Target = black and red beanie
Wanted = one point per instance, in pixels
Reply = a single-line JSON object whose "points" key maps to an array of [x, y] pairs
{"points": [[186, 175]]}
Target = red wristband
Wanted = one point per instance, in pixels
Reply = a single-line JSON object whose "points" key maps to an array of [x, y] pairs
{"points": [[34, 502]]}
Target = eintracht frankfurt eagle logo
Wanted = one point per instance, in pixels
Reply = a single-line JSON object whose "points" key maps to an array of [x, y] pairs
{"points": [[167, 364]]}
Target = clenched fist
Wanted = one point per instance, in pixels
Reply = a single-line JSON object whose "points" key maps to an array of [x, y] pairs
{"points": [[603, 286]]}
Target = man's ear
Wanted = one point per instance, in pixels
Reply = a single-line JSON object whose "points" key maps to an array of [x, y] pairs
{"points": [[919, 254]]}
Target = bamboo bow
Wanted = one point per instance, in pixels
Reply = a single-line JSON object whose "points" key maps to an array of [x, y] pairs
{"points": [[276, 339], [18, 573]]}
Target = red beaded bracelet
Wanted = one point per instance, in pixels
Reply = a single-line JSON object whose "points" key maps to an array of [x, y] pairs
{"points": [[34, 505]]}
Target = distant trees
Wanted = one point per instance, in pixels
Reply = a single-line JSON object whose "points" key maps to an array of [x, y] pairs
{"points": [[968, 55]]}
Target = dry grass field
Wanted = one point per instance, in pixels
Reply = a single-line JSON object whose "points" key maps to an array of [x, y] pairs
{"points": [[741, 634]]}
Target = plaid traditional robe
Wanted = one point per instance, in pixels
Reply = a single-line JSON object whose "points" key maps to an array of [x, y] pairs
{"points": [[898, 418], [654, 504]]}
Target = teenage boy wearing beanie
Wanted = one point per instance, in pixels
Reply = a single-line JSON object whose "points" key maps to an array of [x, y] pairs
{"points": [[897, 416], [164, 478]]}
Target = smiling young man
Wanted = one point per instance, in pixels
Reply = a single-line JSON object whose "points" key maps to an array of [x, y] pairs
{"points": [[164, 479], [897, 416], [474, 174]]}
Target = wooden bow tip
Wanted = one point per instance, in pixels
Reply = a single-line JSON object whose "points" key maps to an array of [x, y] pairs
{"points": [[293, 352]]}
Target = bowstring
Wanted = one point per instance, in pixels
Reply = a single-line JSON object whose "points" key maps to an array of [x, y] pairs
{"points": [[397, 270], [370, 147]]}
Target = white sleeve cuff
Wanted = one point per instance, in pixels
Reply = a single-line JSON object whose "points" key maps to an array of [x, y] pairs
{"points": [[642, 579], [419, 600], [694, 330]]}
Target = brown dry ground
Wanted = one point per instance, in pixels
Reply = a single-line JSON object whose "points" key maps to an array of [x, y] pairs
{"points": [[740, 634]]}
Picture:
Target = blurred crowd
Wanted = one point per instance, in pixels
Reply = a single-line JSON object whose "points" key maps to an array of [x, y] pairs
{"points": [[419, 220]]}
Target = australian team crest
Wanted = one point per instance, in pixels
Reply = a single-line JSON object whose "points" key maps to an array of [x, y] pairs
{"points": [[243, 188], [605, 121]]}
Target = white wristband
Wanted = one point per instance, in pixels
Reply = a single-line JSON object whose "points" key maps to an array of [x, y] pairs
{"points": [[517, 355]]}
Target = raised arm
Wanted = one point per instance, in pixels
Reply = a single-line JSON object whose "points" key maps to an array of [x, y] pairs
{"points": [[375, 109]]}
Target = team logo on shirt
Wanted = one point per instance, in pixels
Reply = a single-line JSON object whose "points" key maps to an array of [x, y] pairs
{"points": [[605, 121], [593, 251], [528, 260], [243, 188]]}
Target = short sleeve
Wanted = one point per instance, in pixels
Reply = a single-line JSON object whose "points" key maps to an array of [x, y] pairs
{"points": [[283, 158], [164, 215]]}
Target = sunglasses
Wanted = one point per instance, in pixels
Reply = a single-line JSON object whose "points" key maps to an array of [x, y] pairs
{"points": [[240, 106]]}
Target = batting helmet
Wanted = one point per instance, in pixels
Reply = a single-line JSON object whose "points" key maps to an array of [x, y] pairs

● **Given exercise**
Repeat the material from above exactly, word for word.

● **Answer to this task**
Target = black and red beanie
Wanted = one point per instance, in pixels
Reply = a single-line JSON object whose "points" key maps to an array of [x, y] pairs
{"points": [[186, 175]]}
Target = red wristband
Wanted = one point per instance, in pixels
Reply = a single-line JSON object whose "points" key maps to an array of [x, y] pairs
{"points": [[34, 502]]}
Target = eintracht frankfurt eagle logo
Wanted = one point per instance, in pixels
Reply = a single-line JSON object whose "points" key maps to an array of [x, y] pairs
{"points": [[167, 364]]}
Target = clenched fist
Wanted = one point per instance, in pixels
Reply = a single-line JSON object whose "points" key maps to an array of [x, y] pairs
{"points": [[603, 286]]}
Target = man's ear
Wanted = one point per instance, in pixels
Reply = a single-line JSON object whose "points" key maps to an array of [x, y] pairs
{"points": [[919, 254]]}
Target = bamboo bow
Wanted = one point per instance, in pixels
Reply = a single-line JSON object whose "points" key maps to an array of [x, y] pairs
{"points": [[276, 339], [18, 573]]}
Target = red beaded bracelet
Wanted = one point per instance, in pixels
Reply = a single-line JSON object whose "points" key maps to an array of [x, y] pairs
{"points": [[34, 505]]}
Target = distant trees
Wanted = one point per instance, in pixels
Reply = a single-line JSON object whose "points" key maps to an array of [x, y] pairs
{"points": [[968, 55]]}
Target = dry grass field
Wanted = one point per instance, in pixels
Reply = a single-line JSON object whose "points" key maps to an array of [x, y] pairs
{"points": [[741, 634]]}
Target = plaid traditional robe
Wanted = one point per instance, in pixels
Reply = a single-line JSON object whose "points" key maps to an array of [x, y] pairs
{"points": [[898, 418], [654, 504]]}
Target = teenage boy wearing beanie
Wanted = one point per instance, in pixels
Reply = a single-line JSON object whose "points" key maps to an array of [x, y] pairs
{"points": [[897, 416], [164, 478]]}
Target = smiling young man
Wanted = one point per instance, in pixels
Reply = a single-line JSON object whose "points" key maps to an array of [x, y] pairs
{"points": [[164, 479], [897, 416], [474, 174]]}
Target = wooden bow tip
Wanted = one point per instance, in pixels
Reply = a single-line JSON object whose "points" key maps to an array of [x, y] pairs
{"points": [[293, 352]]}
Target = bowstring
Wanted = one point per instance, in pixels
Reply = a single-line JSON object whose "points" key maps to an array of [x, y] pairs
{"points": [[397, 270], [370, 147]]}
Target = white sleeve cuff
Wanted = one point per instance, in pixels
Reply = a single-line JSON object whose "points" key maps to an array of [x, y] pairs
{"points": [[642, 579], [419, 600], [694, 330]]}
Target = brown dry ground
Wanted = one point per instance, in pixels
Reply = a single-line JSON object whose "points" key maps to an array of [x, y] pairs
{"points": [[740, 634]]}
Picture:
Target = blurred crowd
Wanted = one point per instance, in pixels
Reply = a single-line JSON object whose "points" key maps to an array of [x, y] pairs
{"points": [[419, 220]]}
Target = australian team crest
Wanted = one point per instance, in pixels
Reply = a single-line JSON object whose "points" key maps to an array of [x, y] pairs
{"points": [[243, 188], [605, 121]]}
Target = white wristband
Wanted = one point per instance, in pixels
Reply = a single-line JSON object whose "points" key maps to an array of [x, y] pairs
{"points": [[517, 355]]}
Target = raised arm
Wanted = one point per instance, in pixels
Reply = a single-line JSON object whose "points" key maps to an array of [x, y] pairs
{"points": [[375, 109]]}
Target = team logo on shirt
Wanted = one point per instance, in pixels
Reply = a single-line JSON object whose "points" key maps to an array of [x, y] pairs
{"points": [[605, 121], [593, 251], [528, 260], [243, 188]]}
Target = short sleeve
Wanted = one point per instance, in pixels
Reply = a single-line JSON object whose "points" key maps to an array of [x, y] pairs
{"points": [[283, 158], [164, 215]]}
Target = sunglasses
Wanted = one point per instance, in pixels
Reply = a single-line JSON object whose "points" key maps to an array of [x, y] pairs
{"points": [[240, 106]]}
Target = batting helmet
Wanted = one point per instance, in pixels
Reply = a single-line JSON object whose "points" key maps to an array of [x, y] pairs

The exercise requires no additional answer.